MATERIAL PROVIDED:
----
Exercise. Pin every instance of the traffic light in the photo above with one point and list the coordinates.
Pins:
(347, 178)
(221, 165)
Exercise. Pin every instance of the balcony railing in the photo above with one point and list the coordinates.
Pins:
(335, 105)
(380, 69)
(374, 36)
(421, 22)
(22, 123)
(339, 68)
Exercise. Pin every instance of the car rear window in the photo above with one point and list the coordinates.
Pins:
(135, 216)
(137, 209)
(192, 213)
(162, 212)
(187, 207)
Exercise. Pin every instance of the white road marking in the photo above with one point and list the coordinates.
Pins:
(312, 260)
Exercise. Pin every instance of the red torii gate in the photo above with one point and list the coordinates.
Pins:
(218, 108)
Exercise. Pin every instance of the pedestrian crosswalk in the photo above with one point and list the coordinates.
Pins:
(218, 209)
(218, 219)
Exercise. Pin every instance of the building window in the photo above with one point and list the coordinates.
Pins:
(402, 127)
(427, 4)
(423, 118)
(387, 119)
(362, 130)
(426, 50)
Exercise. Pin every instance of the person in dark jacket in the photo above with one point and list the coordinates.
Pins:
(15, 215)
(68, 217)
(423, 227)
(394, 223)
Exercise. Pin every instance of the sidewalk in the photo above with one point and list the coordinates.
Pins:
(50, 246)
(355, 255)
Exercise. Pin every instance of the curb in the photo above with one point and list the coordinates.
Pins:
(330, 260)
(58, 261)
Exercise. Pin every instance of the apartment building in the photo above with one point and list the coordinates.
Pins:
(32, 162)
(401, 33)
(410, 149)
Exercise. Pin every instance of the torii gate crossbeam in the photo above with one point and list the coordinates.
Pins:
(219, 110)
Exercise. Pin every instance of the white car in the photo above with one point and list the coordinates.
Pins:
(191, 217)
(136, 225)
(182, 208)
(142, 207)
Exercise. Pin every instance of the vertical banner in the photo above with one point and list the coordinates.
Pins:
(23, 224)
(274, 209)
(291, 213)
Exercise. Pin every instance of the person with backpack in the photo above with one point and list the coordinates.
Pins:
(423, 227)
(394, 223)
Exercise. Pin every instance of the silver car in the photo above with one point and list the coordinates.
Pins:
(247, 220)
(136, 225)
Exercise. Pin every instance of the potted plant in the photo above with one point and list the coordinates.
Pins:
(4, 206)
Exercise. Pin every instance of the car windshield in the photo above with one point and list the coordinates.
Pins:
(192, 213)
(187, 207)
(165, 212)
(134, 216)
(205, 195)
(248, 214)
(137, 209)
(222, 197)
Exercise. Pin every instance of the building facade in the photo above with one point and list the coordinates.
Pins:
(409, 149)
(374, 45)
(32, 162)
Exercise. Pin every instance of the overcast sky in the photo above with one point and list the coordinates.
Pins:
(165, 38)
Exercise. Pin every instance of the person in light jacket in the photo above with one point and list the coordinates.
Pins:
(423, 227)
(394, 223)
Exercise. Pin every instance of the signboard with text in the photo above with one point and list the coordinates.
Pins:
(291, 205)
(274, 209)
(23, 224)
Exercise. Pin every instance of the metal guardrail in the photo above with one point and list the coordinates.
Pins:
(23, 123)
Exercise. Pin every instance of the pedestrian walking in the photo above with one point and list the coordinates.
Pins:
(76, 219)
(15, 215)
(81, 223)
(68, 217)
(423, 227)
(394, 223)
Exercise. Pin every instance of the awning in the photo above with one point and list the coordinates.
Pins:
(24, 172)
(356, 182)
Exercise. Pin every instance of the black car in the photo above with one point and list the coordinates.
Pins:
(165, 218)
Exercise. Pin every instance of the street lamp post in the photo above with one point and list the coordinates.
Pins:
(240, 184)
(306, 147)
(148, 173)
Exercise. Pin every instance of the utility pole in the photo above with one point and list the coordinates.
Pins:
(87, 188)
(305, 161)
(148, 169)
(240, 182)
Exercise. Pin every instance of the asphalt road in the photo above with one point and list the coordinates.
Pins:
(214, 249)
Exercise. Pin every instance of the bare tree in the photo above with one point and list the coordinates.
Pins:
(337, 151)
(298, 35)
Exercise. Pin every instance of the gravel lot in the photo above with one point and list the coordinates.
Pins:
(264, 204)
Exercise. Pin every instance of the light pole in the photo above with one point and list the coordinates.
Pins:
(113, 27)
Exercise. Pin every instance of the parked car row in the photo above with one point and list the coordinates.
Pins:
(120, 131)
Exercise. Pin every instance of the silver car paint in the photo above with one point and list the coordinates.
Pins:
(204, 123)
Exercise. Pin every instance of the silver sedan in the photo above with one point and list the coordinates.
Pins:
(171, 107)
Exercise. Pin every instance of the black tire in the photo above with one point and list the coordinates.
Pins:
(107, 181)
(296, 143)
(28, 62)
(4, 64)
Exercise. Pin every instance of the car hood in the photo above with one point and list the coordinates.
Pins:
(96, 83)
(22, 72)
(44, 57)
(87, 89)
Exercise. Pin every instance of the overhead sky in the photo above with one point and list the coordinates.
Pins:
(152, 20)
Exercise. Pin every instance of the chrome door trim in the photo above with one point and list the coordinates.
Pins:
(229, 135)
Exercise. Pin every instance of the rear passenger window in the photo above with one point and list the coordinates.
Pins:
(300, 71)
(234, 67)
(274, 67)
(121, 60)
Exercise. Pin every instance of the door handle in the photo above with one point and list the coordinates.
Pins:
----
WHAT IS NEEDED: Tally how many lines of the records hold the word "gate". Answer with the number only.

ANSWER FOR THE TASK: 2